So how many of us take added precautions with our vaccines in both summer and winter? I know we try at our place; I have a cooler with ice packs in the summer for keeping the vaccines cool but how about in the winter months? Freezing becomes the next biggest challenge of keeping your vaccines and syringes from freezing.
So, vaccinating your calves during the winter is a risk management tool to help us reduce the rate of respiratory events on our farms.
Vaccines need special handling for different weather events, when using vaccines in sub-freezing weather we need to make sure it does not freeze. Use the same insulated cooler that you used in summer for your winter vaccine procedures as well, only this time fill pop bottles with hot water to keep your vaccines from freezing, I have also used hand warmers in my cooler. Hand warmers can be used for multiple jobs in the calf barn.
Along with freezing; remember to keep yourself dressed appropriately and making sure your fingers stay warm. I know once my fingers and toes are cold, I am done. Find some good, insulated bibs, boots and gloves. I know speaking for myself I have a hard time using a syringe when I have gloves on, and I seem to have my fingers go numb faster when I wear latex gloves too.
We also avoid vaccinating when it is extremely cold, its hard on both animals, yourself, and vaccines.
Adding a cold weather nutrition protocol is also a great idea. Remember calves use a lot of energy to maintain their body core this time of the year. In order for a vaccine to create immunity the calf has to have extra available energy for her immune system beyond just maintenance. Extra stress events drain up extra energy.

=== Using the information ===
1) In the text on winter calf vaccination, what are pop bottles filled with to keep vaccines from freezing in the cooler?
2) Reproduce the text on winter calf vaccination from "Along with freezing;" to "yourself, and vaccines.".

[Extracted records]
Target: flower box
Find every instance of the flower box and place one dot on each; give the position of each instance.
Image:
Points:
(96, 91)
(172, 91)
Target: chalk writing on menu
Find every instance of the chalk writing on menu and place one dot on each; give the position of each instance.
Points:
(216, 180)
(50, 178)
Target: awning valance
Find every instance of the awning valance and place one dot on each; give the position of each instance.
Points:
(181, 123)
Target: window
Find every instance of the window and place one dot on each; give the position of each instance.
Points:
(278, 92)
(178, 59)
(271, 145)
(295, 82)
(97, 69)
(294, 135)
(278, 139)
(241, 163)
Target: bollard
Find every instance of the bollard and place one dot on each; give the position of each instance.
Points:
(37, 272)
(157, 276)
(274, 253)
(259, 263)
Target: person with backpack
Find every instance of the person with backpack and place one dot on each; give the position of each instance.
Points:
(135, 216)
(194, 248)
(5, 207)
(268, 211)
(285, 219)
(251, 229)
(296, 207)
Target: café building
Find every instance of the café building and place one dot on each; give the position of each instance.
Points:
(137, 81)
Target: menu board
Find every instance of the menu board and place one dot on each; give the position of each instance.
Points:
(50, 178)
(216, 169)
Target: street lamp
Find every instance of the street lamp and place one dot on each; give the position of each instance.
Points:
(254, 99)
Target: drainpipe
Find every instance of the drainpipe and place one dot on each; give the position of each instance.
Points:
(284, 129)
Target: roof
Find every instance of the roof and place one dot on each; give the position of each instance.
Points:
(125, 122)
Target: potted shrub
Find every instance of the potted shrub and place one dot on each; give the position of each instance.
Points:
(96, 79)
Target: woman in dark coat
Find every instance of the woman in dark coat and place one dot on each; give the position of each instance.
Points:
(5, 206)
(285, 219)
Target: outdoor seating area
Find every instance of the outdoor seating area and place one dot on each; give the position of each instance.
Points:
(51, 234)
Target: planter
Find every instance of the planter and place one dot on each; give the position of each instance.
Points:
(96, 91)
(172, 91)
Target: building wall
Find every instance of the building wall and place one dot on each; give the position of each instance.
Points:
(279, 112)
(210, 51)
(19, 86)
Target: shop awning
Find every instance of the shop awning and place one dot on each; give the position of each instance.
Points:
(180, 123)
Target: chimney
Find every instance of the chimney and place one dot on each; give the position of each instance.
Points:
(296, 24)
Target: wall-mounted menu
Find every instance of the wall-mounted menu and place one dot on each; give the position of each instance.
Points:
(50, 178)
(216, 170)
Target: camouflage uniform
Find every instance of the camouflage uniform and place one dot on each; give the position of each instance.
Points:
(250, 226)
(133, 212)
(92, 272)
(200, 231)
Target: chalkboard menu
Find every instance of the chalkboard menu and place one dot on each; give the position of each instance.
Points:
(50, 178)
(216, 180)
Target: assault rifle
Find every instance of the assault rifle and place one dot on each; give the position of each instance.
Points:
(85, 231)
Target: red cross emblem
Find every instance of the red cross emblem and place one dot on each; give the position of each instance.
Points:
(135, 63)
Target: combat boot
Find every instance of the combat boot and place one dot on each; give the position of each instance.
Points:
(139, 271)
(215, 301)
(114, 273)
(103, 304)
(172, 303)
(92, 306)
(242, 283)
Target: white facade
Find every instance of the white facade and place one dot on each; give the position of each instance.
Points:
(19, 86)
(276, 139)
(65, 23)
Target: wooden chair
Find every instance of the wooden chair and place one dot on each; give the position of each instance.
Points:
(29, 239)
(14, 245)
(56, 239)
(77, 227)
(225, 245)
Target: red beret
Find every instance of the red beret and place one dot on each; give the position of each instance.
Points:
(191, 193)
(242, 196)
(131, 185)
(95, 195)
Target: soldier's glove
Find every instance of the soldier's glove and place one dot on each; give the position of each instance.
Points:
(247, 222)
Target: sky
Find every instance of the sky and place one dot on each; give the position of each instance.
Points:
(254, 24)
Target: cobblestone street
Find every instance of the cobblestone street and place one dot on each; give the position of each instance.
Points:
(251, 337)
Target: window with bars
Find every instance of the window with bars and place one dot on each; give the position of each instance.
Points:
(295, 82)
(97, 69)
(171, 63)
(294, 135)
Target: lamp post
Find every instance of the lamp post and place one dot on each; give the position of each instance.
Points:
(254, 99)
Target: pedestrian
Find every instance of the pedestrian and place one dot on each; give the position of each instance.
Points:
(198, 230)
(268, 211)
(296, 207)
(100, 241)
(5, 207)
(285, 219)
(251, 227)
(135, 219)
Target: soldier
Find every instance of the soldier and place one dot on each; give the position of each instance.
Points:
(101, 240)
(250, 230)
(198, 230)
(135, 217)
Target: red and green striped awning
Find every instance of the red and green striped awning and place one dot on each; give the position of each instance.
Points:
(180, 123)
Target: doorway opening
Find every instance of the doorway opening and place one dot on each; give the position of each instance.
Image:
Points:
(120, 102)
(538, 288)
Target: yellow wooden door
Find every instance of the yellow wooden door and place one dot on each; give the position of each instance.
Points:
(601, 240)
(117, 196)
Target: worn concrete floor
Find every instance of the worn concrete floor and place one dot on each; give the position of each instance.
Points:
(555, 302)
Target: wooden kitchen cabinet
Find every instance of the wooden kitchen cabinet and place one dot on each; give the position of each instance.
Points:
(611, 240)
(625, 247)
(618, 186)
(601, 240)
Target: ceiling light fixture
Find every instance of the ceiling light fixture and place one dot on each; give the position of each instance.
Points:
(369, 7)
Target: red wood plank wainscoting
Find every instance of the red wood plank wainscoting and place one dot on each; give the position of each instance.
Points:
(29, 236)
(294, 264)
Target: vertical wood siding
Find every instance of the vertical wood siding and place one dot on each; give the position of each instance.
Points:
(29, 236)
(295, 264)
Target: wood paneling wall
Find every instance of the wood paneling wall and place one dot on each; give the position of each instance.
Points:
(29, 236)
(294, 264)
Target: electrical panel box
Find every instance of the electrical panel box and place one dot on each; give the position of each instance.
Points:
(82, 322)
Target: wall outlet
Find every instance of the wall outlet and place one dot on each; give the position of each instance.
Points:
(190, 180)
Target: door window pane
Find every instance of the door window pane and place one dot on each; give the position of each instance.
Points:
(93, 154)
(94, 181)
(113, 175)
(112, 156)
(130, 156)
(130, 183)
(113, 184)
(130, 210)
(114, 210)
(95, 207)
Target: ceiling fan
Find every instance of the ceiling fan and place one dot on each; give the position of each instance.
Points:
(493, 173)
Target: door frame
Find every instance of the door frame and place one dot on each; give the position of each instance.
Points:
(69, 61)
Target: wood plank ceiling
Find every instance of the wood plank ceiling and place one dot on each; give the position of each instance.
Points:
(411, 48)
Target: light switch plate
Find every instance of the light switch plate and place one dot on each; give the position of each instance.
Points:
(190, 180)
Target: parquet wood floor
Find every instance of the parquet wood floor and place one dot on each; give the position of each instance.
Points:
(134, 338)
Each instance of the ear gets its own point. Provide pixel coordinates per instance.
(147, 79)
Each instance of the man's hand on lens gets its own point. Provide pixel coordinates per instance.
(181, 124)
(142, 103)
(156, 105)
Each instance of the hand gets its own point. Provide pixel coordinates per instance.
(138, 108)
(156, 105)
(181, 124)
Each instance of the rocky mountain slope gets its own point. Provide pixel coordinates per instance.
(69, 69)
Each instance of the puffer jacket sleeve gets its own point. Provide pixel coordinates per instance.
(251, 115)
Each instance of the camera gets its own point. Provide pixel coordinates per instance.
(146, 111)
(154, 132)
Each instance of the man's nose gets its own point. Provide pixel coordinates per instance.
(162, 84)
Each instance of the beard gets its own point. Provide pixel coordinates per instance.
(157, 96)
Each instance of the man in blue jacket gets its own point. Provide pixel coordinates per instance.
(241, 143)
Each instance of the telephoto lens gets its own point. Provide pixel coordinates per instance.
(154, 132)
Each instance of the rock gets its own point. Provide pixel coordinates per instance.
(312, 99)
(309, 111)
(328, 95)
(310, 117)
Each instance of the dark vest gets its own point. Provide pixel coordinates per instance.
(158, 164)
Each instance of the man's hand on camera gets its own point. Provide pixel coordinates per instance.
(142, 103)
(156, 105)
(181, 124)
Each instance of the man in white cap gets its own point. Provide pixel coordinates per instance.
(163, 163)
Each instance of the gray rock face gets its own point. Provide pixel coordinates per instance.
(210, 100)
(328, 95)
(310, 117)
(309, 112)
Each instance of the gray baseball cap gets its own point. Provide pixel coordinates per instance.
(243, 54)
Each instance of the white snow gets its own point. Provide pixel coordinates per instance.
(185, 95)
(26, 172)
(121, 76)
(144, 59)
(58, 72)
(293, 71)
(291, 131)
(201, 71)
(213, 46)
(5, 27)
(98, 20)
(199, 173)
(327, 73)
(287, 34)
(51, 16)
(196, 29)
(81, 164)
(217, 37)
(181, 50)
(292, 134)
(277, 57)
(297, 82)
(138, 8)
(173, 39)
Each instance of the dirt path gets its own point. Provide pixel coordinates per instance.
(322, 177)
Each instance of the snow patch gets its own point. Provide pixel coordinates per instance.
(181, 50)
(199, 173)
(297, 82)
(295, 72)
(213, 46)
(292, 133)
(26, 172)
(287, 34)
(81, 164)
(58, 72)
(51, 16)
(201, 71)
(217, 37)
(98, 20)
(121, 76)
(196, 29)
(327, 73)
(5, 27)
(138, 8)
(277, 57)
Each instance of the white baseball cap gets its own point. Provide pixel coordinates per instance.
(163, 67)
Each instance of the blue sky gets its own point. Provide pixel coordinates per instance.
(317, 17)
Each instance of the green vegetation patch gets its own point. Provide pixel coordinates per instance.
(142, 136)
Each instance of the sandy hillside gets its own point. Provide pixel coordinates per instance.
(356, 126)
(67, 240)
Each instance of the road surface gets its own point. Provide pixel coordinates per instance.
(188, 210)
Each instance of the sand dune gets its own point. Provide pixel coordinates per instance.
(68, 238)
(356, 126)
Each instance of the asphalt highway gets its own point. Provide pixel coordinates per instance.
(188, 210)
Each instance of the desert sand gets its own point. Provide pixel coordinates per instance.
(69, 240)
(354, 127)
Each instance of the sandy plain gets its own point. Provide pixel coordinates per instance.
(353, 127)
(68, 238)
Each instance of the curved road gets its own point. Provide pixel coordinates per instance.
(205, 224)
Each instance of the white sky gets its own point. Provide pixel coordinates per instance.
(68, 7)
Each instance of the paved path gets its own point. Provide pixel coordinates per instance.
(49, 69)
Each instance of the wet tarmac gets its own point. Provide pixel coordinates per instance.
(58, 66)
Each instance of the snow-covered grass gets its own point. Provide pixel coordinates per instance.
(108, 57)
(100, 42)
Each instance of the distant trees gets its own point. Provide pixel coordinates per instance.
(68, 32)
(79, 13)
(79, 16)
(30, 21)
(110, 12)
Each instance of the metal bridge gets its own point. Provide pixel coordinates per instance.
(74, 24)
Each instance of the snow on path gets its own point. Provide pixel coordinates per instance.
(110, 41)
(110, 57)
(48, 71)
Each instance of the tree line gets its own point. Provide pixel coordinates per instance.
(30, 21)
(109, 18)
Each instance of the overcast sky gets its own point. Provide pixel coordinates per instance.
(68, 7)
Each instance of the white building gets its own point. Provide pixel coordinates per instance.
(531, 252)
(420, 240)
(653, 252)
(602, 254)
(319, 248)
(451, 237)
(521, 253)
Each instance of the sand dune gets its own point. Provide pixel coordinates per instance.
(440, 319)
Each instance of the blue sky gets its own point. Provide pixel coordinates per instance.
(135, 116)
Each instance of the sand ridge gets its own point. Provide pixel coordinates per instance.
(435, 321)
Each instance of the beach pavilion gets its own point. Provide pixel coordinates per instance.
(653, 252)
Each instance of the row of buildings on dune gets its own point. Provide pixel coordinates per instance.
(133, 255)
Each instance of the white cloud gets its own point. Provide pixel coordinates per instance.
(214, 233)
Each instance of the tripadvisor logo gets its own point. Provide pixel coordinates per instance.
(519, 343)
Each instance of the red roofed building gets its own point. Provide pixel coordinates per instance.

=== Response list ===
1) Hot water.

2)
Along with freezing; remember to keep yourself dressed appropriately and making sure your fingers stay warm. I know once my fingers and toes are cold, I am done. Find some good, insulated bibs, boots and gloves. I know speaking for myself I have a hard time using a syringe when I have gloves on, and I seem to have my fingers go numb faster when I wear latex gloves too.
We also avoid vaccinating when it is extremely cold, its hard on both animals, yourself, and vaccines.